__GIVEN EXERCISE__:
Count the lines of the records below that contain the string "green", with case counting. Reply with the number alone.

__________

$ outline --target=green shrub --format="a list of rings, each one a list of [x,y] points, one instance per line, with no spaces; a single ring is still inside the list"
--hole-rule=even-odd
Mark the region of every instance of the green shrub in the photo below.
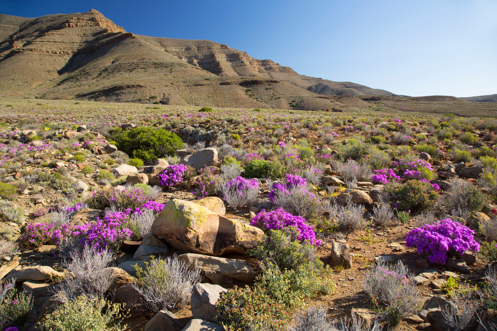
[[[175,133],[162,129],[140,127],[113,132],[116,146],[133,157],[150,161],[174,154],[183,147],[183,142]]]
[[[459,136],[459,140],[468,145],[474,145],[478,142],[478,136],[470,132],[465,132]]]
[[[221,293],[216,310],[214,321],[227,331],[283,330],[291,321],[285,305],[271,299],[265,290],[257,286],[252,290],[235,286]],[[265,329],[259,329],[261,323],[266,325]]]
[[[0,198],[10,200],[17,194],[17,188],[8,183],[0,183]]]
[[[128,162],[128,164],[133,166],[133,167],[136,167],[137,168],[141,168],[143,166],[143,161],[139,158],[133,158],[130,159]]]
[[[381,135],[375,135],[370,138],[369,141],[375,144],[384,143],[387,142],[387,139]]]
[[[282,164],[277,161],[252,160],[245,166],[242,174],[246,178],[272,178],[281,177],[284,173]]]
[[[120,331],[126,330],[120,322],[123,306],[96,297],[80,296],[63,304],[41,322],[51,331]]]
[[[471,161],[471,153],[467,150],[454,148],[452,151],[452,157],[456,162],[468,162]]]
[[[431,207],[438,195],[429,183],[418,180],[408,181],[405,184],[386,186],[390,200],[399,210],[422,211]]]
[[[83,169],[81,169],[81,172],[84,174],[87,175],[88,174],[92,174],[93,170],[92,168],[88,167],[88,166],[84,166],[83,167]]]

__________

__CORRECT OUTPUT__:
2